> [Task statement] Turn the lines below into a Markdown table with two columns, Row and Line, numbering each line and leaving out blank ones.

> [Dataset entries]
[BEGIN]

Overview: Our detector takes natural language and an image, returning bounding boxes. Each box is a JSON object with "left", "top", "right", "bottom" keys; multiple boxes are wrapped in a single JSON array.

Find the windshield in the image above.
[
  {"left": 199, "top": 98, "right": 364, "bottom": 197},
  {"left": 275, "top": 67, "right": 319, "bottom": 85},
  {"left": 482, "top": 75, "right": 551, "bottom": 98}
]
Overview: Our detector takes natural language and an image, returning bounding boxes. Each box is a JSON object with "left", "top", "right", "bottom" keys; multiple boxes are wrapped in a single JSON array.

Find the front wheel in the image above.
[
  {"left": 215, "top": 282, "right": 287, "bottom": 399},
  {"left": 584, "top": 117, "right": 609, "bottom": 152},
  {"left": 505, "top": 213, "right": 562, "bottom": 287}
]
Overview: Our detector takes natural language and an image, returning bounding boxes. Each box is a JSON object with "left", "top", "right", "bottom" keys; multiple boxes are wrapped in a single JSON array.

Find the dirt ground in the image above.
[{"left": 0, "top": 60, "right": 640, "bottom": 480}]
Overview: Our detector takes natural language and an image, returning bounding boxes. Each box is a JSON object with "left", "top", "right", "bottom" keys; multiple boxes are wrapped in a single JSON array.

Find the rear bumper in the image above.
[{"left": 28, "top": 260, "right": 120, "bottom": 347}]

[END]

> [Result]
| Row | Line |
|---|---|
| 1 | Overview: Our detector takes natural language and an image, returning bounding boxes. Each box is a JSON object with "left", "top", "right", "bottom" keys; multiple boxes are wrapped in a single JSON array. |
| 2 | Find the windshield in the image above. |
| 3 | [ |
| 4 |   {"left": 199, "top": 98, "right": 364, "bottom": 197}, |
| 5 |   {"left": 275, "top": 67, "right": 319, "bottom": 85}, |
| 6 |   {"left": 482, "top": 75, "right": 551, "bottom": 98} |
| 7 | ] |
| 8 | Overview: Our detector takes natural language and an image, returning bounding boxes. Each box is a JSON object with "left", "top", "right", "bottom" keys; multiple boxes are wrapped in a single JSON array. |
| 9 | Find the front wheel in the image above. |
| 10 | [ |
| 11 |   {"left": 215, "top": 282, "right": 287, "bottom": 399}, |
| 12 |   {"left": 584, "top": 117, "right": 609, "bottom": 152}, |
| 13 |   {"left": 505, "top": 213, "right": 562, "bottom": 287} |
| 14 | ] |
| 15 | Overview: Our detector takes natural language and an image, returning bounding boxes. Each box is a JSON object with "left", "top", "right", "bottom" keys; multiple boxes are wrapped in a single JSON array. |
| 16 | Find the dirt ground in the image above. |
| 17 | [{"left": 0, "top": 60, "right": 640, "bottom": 480}] |
| 18 | Overview: Our detector takes natural language and an image, returning bounding boxes. Each box is a JSON object with "left", "top", "right", "bottom" keys; multiple boxes are wrapped in a single JSON array. |
| 19 | Find the rear bumper in the image above. |
| 20 | [{"left": 28, "top": 260, "right": 120, "bottom": 347}] |